┌─ Source text

Avoiding Overflow in Softmax¶

Never compute softmax naively:

# BAD: overflow for large logits
def softmax_bad(x):
    return np.exp(x) / np.sum(np.exp(x))

# GOOD: subtract max for stability
def softmax_good(x):
    x_max = np.max(x, axis=-1, keepdims=True)
    exp_x = np.exp(x - x_max)
    return exp_x / np.sum(exp_x, axis=-1, keepdims=True)

Regularization Strategies¶

Weight Decay¶

Already covered with AdamW. Typical values:

LLMs: 0.1
Vision models: 1e-4 to 1e-2
Small models: 1e-4

Dropout¶

Randomly zero activations during training:

def dropout(x, p=0.1, training=True):
    """Apply dropout."""
    if not training or p == 0:
        return x
    mask = np.random.binomial(1, 1-p, x.shape) / (1-p)
    return x * mask

Label Smoothing¶

Don't train to 100% confidence:

def smooth_labels(targets, num_classes, smoothing=0.1):
    """Apply label smoothing."""

└─

# The task
Write out the source text again from the words "Never compute softmax" through the words "np.exp(x - x_max)", switching every "x_max" to "max_val".

┌─ Material supplied

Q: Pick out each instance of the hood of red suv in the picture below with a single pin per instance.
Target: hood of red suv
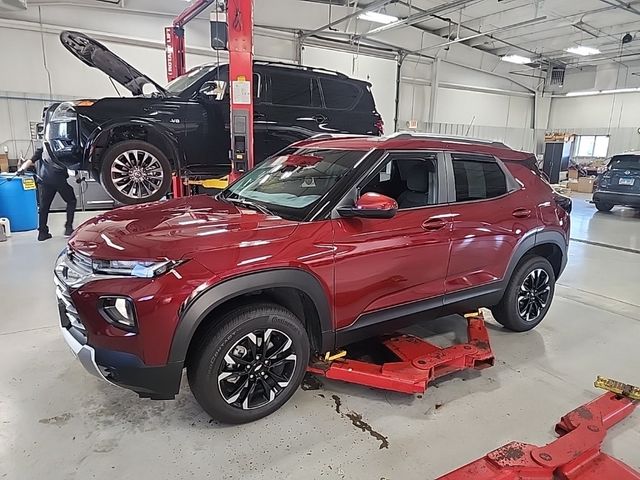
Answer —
(175, 229)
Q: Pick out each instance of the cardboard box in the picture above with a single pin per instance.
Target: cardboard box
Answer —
(585, 184)
(573, 185)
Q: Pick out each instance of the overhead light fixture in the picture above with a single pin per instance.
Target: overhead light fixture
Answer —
(378, 17)
(520, 60)
(588, 93)
(583, 51)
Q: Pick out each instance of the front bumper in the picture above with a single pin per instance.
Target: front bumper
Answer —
(126, 370)
(119, 368)
(628, 199)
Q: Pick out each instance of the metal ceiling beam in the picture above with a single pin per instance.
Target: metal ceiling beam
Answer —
(367, 8)
(466, 28)
(623, 5)
(482, 34)
(418, 17)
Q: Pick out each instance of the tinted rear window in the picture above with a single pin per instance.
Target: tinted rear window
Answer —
(477, 178)
(626, 162)
(338, 94)
(294, 90)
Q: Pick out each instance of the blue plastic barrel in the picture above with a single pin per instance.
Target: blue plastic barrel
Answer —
(18, 202)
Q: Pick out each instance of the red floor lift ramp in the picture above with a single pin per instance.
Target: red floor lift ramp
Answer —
(575, 455)
(418, 361)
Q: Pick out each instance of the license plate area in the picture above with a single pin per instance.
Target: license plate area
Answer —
(626, 181)
(64, 320)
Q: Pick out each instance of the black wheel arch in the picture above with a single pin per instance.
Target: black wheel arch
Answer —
(132, 129)
(311, 305)
(547, 244)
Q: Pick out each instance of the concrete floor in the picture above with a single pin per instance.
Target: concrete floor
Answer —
(58, 422)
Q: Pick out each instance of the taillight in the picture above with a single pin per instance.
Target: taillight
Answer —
(380, 126)
(563, 202)
(602, 181)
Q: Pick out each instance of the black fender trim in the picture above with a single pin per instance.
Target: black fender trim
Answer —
(384, 321)
(196, 311)
(106, 129)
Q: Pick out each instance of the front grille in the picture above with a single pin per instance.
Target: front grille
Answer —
(81, 261)
(68, 313)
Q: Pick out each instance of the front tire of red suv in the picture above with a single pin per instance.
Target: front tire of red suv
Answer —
(247, 365)
(528, 296)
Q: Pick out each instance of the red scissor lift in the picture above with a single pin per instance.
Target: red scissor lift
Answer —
(418, 361)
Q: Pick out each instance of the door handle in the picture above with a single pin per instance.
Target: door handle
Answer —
(521, 213)
(433, 224)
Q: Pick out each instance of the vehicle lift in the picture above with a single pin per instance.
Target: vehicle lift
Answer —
(576, 455)
(239, 20)
(418, 361)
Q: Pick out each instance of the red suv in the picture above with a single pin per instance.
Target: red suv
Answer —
(333, 240)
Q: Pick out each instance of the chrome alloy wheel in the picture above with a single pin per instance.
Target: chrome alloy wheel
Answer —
(533, 295)
(257, 368)
(137, 174)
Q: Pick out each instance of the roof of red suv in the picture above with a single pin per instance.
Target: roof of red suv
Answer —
(414, 141)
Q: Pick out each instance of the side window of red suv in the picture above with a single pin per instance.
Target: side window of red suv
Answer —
(477, 177)
(410, 179)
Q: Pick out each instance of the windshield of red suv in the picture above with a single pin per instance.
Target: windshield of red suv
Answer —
(625, 162)
(292, 185)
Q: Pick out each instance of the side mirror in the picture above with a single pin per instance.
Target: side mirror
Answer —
(371, 205)
(213, 90)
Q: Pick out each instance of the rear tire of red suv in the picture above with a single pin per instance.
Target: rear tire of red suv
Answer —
(528, 296)
(604, 207)
(247, 365)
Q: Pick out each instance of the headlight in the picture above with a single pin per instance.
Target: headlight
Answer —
(134, 268)
(119, 311)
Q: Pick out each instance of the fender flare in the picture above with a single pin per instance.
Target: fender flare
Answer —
(105, 129)
(532, 241)
(197, 310)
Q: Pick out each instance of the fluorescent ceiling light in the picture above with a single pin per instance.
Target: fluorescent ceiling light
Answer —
(378, 17)
(516, 59)
(583, 51)
(587, 93)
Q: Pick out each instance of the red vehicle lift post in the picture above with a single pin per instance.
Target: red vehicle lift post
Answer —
(240, 28)
(240, 45)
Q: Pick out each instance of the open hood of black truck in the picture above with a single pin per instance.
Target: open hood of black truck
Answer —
(98, 56)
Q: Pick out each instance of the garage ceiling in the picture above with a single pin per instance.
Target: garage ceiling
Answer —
(541, 30)
(538, 29)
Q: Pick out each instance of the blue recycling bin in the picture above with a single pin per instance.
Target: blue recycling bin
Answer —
(18, 201)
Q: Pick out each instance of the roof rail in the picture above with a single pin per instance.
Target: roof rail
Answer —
(300, 67)
(327, 136)
(452, 138)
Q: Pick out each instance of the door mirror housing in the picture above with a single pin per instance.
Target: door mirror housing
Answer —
(370, 205)
(213, 90)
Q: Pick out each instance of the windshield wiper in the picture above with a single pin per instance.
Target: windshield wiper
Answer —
(249, 204)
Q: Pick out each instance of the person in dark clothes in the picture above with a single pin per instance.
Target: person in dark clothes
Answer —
(52, 179)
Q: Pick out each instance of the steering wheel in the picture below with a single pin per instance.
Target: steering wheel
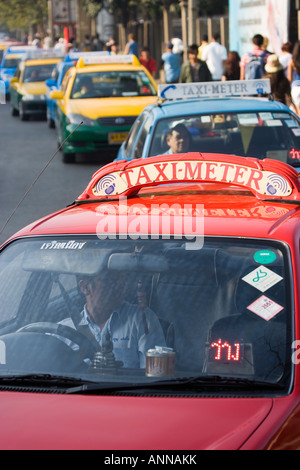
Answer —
(86, 347)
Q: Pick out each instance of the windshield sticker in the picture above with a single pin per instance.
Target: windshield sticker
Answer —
(265, 257)
(265, 308)
(2, 352)
(69, 245)
(289, 122)
(247, 119)
(274, 123)
(262, 278)
(265, 116)
(280, 116)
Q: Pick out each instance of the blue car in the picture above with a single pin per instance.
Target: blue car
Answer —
(216, 117)
(9, 63)
(54, 83)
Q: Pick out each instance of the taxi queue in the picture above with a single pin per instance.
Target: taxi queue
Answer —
(66, 90)
(205, 245)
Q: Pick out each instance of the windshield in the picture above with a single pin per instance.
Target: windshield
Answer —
(11, 62)
(38, 73)
(112, 84)
(128, 310)
(273, 135)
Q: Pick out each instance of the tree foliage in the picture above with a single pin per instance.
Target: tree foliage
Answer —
(20, 14)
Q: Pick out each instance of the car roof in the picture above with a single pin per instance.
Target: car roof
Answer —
(264, 215)
(214, 105)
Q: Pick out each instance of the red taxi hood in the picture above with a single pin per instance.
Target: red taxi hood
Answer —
(51, 421)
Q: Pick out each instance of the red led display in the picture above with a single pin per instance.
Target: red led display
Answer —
(294, 154)
(225, 351)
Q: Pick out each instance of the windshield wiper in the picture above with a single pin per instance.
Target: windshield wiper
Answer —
(41, 380)
(193, 383)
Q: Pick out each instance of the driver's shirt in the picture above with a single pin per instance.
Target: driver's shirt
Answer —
(132, 330)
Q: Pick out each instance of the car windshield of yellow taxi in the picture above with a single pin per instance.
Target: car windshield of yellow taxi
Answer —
(39, 65)
(120, 76)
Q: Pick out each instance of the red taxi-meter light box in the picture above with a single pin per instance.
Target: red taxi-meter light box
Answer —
(265, 178)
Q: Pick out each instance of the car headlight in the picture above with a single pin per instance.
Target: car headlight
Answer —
(76, 119)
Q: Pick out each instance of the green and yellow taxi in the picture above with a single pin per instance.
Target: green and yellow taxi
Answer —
(28, 87)
(99, 101)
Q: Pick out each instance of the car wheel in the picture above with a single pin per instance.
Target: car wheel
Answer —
(22, 114)
(69, 157)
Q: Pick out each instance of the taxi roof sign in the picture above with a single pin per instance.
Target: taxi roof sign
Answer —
(264, 178)
(43, 54)
(12, 49)
(99, 59)
(75, 55)
(214, 89)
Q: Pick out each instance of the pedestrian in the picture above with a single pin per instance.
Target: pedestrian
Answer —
(148, 61)
(172, 64)
(47, 41)
(280, 85)
(294, 64)
(232, 68)
(204, 43)
(178, 46)
(60, 46)
(37, 41)
(115, 48)
(111, 42)
(87, 45)
(132, 46)
(253, 62)
(194, 69)
(294, 75)
(285, 57)
(215, 55)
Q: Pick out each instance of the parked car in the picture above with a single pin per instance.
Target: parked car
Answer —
(217, 120)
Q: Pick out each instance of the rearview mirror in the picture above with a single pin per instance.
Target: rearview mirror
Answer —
(56, 95)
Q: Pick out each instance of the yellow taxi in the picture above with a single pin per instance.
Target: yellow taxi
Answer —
(99, 101)
(28, 87)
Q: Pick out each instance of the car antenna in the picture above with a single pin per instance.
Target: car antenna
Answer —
(38, 176)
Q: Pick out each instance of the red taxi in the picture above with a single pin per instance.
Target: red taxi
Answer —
(160, 310)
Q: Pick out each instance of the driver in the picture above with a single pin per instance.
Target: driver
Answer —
(177, 139)
(132, 330)
(86, 88)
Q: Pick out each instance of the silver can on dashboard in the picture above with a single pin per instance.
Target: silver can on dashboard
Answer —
(160, 362)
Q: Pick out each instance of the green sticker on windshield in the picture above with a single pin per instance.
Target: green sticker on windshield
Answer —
(265, 256)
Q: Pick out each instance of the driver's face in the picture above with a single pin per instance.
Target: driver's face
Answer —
(103, 293)
(178, 142)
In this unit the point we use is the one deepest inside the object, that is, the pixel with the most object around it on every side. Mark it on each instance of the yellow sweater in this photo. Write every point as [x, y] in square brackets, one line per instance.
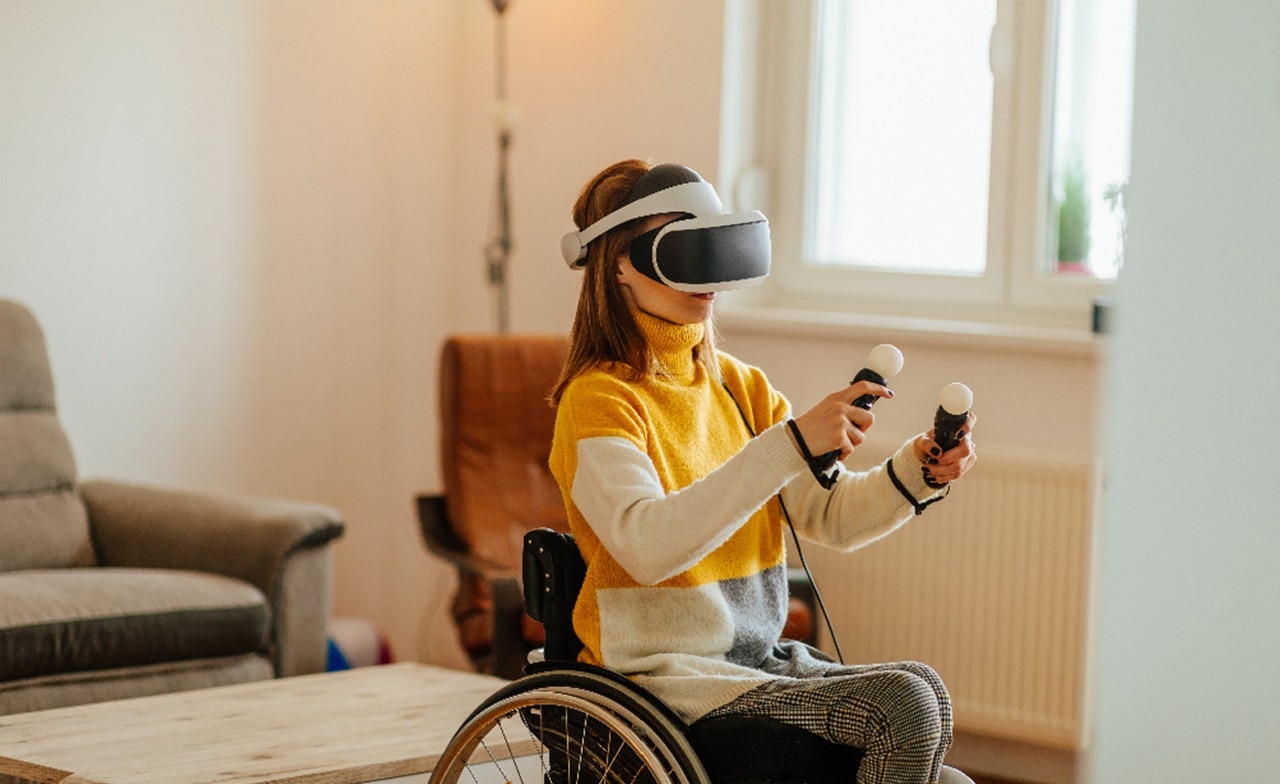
[675, 507]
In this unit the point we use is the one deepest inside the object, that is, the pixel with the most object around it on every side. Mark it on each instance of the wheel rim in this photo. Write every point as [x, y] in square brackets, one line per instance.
[556, 737]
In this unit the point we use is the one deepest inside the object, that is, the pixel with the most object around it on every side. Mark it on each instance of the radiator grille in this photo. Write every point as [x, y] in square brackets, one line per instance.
[990, 588]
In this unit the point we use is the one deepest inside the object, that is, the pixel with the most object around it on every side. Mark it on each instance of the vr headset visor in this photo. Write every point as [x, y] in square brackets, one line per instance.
[705, 251]
[705, 254]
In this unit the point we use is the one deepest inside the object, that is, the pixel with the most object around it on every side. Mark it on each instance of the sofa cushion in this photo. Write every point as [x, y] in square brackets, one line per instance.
[42, 520]
[68, 620]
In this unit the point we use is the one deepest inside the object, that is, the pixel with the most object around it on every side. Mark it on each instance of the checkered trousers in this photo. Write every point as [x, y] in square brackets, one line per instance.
[900, 714]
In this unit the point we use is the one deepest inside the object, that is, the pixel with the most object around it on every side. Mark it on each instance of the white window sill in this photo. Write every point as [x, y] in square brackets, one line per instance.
[755, 319]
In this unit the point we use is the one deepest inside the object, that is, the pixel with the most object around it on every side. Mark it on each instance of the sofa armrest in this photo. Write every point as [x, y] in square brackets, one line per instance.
[278, 546]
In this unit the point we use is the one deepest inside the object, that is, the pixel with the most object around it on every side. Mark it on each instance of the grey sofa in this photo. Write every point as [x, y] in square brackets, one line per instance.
[112, 589]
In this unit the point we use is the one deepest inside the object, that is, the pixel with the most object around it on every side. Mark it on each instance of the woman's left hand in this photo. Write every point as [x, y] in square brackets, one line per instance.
[946, 466]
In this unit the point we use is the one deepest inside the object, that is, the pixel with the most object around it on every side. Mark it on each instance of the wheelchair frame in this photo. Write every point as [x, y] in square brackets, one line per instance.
[568, 723]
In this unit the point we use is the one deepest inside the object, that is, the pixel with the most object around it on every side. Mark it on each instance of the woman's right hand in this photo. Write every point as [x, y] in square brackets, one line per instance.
[836, 423]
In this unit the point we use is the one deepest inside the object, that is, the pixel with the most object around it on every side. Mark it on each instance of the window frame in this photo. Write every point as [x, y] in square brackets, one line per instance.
[768, 65]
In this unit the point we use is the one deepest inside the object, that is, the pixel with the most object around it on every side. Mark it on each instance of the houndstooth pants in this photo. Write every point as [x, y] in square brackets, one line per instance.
[899, 712]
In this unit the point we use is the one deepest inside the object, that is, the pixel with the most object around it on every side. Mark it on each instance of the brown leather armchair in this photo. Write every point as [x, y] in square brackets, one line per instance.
[496, 436]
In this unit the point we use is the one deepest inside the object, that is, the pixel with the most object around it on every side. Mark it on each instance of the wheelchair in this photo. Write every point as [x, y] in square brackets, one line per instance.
[568, 723]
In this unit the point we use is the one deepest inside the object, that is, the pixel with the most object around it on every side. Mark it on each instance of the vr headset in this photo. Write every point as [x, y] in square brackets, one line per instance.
[705, 250]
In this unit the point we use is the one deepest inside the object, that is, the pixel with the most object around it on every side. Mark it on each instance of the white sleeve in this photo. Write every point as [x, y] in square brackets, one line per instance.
[862, 507]
[654, 534]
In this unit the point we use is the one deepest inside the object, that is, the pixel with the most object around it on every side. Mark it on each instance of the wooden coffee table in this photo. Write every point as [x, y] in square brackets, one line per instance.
[369, 724]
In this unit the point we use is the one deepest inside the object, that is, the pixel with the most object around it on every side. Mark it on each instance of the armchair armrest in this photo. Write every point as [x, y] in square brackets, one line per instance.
[508, 597]
[277, 546]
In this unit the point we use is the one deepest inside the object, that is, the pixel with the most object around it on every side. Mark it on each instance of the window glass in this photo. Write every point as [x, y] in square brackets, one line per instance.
[900, 151]
[1089, 162]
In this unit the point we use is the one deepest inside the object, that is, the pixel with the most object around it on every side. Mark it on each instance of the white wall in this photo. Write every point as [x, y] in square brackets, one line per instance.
[1188, 627]
[247, 226]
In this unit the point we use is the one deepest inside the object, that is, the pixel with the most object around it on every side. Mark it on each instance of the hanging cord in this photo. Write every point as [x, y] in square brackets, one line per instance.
[795, 537]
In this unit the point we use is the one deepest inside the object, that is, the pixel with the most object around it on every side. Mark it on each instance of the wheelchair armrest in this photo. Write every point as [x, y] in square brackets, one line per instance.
[553, 573]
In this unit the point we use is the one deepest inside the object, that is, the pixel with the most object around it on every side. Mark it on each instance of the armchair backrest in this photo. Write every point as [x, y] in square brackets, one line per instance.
[496, 437]
[42, 519]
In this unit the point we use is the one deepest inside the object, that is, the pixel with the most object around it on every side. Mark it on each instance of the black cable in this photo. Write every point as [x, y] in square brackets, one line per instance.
[795, 537]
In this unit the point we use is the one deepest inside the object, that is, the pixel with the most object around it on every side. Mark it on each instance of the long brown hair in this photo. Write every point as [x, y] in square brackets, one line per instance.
[604, 329]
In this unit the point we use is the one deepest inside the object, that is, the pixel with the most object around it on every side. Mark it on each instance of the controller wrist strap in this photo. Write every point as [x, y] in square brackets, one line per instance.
[818, 465]
[917, 505]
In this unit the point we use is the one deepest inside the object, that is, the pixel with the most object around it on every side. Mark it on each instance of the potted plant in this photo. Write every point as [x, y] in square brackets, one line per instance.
[1073, 215]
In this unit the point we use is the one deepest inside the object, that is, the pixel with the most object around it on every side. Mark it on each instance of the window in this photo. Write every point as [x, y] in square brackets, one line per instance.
[963, 160]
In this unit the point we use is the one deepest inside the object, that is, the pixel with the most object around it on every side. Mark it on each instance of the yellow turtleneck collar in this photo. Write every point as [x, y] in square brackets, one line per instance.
[671, 345]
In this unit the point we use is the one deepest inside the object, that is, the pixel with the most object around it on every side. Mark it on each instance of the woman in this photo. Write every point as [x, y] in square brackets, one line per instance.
[680, 464]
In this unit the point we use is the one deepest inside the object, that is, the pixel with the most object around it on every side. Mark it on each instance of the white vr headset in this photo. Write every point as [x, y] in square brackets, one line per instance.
[709, 250]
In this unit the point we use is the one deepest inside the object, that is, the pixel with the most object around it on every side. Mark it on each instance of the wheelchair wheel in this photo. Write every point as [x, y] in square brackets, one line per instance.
[570, 726]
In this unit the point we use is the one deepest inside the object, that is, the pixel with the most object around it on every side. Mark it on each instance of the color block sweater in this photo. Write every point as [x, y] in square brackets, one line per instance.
[675, 507]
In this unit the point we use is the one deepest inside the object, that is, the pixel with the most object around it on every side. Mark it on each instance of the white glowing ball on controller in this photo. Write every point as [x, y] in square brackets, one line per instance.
[886, 360]
[955, 399]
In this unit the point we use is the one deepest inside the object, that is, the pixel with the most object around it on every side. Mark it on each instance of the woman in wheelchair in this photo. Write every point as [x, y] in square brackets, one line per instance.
[680, 466]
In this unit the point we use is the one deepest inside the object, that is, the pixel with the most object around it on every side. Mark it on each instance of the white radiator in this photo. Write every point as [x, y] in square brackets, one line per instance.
[990, 588]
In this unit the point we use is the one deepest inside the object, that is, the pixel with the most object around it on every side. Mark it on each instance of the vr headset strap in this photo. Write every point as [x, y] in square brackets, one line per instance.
[694, 197]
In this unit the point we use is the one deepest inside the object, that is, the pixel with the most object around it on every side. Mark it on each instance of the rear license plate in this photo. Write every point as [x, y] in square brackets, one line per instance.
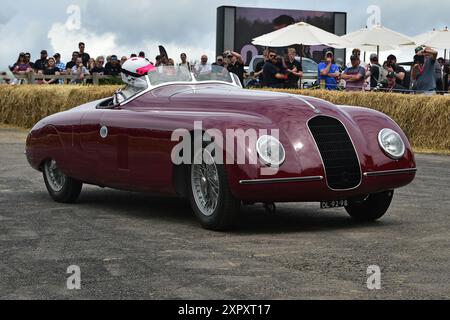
[333, 204]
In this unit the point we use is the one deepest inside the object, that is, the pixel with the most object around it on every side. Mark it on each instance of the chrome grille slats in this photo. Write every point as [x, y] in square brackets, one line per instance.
[337, 151]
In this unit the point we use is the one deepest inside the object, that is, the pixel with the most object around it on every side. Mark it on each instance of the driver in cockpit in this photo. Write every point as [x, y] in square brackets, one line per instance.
[133, 74]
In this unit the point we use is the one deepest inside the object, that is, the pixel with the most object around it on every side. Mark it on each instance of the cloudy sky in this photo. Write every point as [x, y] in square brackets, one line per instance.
[123, 27]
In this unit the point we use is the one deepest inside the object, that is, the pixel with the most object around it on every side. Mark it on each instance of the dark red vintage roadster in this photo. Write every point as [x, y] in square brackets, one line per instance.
[340, 156]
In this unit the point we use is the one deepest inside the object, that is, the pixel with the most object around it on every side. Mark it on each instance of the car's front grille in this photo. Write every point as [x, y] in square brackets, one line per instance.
[338, 153]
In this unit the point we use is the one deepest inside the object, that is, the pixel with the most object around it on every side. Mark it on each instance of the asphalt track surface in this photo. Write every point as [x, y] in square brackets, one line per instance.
[135, 246]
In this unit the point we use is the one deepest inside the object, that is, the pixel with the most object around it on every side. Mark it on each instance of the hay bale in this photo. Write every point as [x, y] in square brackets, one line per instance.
[25, 105]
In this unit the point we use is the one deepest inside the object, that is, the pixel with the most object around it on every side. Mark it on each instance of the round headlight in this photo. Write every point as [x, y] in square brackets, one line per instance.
[391, 142]
[271, 151]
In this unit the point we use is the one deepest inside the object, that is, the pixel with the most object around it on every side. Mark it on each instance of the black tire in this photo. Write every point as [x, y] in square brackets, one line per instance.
[70, 188]
[225, 214]
[370, 208]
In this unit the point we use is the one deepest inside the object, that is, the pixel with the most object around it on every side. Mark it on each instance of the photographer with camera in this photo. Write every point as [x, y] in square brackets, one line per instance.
[235, 64]
[376, 74]
[396, 73]
[329, 72]
[423, 71]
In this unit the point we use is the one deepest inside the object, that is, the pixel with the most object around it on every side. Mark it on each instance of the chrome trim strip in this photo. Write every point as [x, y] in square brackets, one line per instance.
[307, 103]
[389, 172]
[281, 180]
[320, 154]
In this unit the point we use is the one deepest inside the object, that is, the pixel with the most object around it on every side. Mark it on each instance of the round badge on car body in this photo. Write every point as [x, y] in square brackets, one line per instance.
[104, 132]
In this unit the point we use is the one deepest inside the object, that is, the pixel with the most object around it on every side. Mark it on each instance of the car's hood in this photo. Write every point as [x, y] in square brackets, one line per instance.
[276, 106]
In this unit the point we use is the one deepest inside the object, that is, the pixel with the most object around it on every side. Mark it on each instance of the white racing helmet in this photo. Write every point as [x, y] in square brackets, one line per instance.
[134, 70]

└─

# Answer for the task
Never compute softmax naively:

# BAD: overflow for large logits
def softmax_bad(x):
    return np.exp(x) / np.sum(np.exp(x))

# GOOD: subtract max for stability
def softmax_good(x):
    max_val = np.max(x, axis=-1, keepdims=True)
    exp_x = np.exp(x - max_val)